About this task: Those lines of the material below that fall between its first line and the line with "# test: pointer drops one pin on the grassy", both included, are to be repeated exactly.

Input for this task:
○ ○ ○ ○ ○

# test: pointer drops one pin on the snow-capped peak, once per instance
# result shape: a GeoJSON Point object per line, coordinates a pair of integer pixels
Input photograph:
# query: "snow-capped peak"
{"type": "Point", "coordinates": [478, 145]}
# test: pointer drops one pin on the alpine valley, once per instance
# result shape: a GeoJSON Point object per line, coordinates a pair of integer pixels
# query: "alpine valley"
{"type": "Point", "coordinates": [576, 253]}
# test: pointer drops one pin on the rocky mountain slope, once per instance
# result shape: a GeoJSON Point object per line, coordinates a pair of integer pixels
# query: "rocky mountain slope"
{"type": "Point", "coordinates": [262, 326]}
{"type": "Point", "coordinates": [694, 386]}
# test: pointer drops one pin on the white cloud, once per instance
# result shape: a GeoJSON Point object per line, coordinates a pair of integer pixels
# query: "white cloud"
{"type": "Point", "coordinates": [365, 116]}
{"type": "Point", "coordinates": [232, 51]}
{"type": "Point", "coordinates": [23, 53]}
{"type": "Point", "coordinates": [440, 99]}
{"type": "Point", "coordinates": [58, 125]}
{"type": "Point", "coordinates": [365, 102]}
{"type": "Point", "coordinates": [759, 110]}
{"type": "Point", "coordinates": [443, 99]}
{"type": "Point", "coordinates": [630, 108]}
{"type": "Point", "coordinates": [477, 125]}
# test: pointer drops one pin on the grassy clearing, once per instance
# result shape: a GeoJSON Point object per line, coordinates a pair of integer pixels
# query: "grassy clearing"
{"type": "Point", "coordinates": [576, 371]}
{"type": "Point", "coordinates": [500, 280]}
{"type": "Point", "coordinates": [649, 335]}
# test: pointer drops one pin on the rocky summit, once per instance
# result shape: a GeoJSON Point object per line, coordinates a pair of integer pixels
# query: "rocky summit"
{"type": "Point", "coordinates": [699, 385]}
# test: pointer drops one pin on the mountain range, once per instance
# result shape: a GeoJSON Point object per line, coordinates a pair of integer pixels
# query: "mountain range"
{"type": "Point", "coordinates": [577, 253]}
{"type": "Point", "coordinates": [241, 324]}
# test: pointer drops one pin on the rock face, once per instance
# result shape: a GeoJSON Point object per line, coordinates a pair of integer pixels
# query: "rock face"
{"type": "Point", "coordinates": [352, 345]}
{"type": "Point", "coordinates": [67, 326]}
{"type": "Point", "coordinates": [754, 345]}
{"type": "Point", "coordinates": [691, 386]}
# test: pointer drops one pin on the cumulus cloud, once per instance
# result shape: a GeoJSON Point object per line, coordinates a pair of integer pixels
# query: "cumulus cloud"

○ ○ ○ ○ ○

Reply to the exercise:
# test: pointer drops one pin on the snow-capped peak, once per instance
# result shape: a GeoJSON Point object per line, coordinates a pair of integer pixels
Input photograph:
# query: "snow-capped peak"
{"type": "Point", "coordinates": [478, 145]}
# test: pointer drops one pin on the alpine valley, once per instance
# result shape: a GeoJSON Point object per line, coordinates a pair of integer pixels
# query: "alpine valley"
{"type": "Point", "coordinates": [576, 253]}
# test: pointer drops one pin on the rocky mountain slope, once per instance
# result shape: a GeoJSON Point object per line, coordinates a pair of integer pixels
# query: "rocky mountain slope"
{"type": "Point", "coordinates": [262, 326]}
{"type": "Point", "coordinates": [694, 386]}
# test: pointer drops one pin on the white cloud, once per instance
# result shape: a GeoJSON Point object per line, coordinates a pair of integer pixels
# query: "white cloud"
{"type": "Point", "coordinates": [365, 116]}
{"type": "Point", "coordinates": [232, 51]}
{"type": "Point", "coordinates": [23, 53]}
{"type": "Point", "coordinates": [440, 99]}
{"type": "Point", "coordinates": [58, 125]}
{"type": "Point", "coordinates": [365, 102]}
{"type": "Point", "coordinates": [759, 110]}
{"type": "Point", "coordinates": [443, 99]}
{"type": "Point", "coordinates": [630, 108]}
{"type": "Point", "coordinates": [477, 125]}
# test: pointer drops one pin on the grassy clearing, once per instance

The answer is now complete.